** Start **

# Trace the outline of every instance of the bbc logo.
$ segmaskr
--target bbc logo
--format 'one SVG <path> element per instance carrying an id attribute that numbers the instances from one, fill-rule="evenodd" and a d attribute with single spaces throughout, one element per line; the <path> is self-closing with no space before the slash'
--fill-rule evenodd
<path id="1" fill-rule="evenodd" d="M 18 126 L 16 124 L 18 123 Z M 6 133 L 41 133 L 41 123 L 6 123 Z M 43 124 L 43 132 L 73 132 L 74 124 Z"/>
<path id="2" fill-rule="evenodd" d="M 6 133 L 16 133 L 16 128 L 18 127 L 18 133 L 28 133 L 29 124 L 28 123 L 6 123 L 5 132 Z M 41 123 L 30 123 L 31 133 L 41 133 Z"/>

** End **
** Start **

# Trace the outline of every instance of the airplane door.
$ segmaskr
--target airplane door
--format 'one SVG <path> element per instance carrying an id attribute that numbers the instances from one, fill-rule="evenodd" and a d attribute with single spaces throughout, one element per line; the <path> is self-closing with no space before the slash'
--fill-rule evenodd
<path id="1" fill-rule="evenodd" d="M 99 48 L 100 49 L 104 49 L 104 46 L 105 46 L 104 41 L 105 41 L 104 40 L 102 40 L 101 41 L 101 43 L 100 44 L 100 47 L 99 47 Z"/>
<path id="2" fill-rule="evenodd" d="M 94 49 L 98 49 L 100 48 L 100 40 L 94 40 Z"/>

** End **

-- Short problem --
Can you render the material from the line containing "# Trace the outline of every instance of the bbc" through the line containing "133 L 16 133" as a two-column CSV with headers task and output? Each row should hold one task and its full answer, with each field in quotation marks and line breaks replaced by spaces.

-- Response --
task,output
"# Trace the outline of every instance of the bbc logo. $ segmaskr --target bbc logo --format 'one SVG <path> element per instance carrying an id attribute that numbers the instances from one, fill-rule=""evenodd"" and a d attribute with single spaces throughout, one element per line; the <path> is self-closing with no space before the slash' --fill-rule evenodd","<path id=""1"" fill-rule=""evenodd"" d=""M 18 126 L 16 124 L 18 123 Z M 6 133 L 41 133 L 41 123 L 6 123 Z M 43 124 L 43 132 L 73 132 L 74 124 Z""/> <path id=""2"" fill-rule=""evenodd"" d=""M 6 133 L 16 133 L 16 128 L 18 127 L 18 133 L 28 133 L 29 124 L 28 123 L 6 123 L 5 132 Z M 41 123 L 30 123 L 31 133 L 41 133 Z""/>"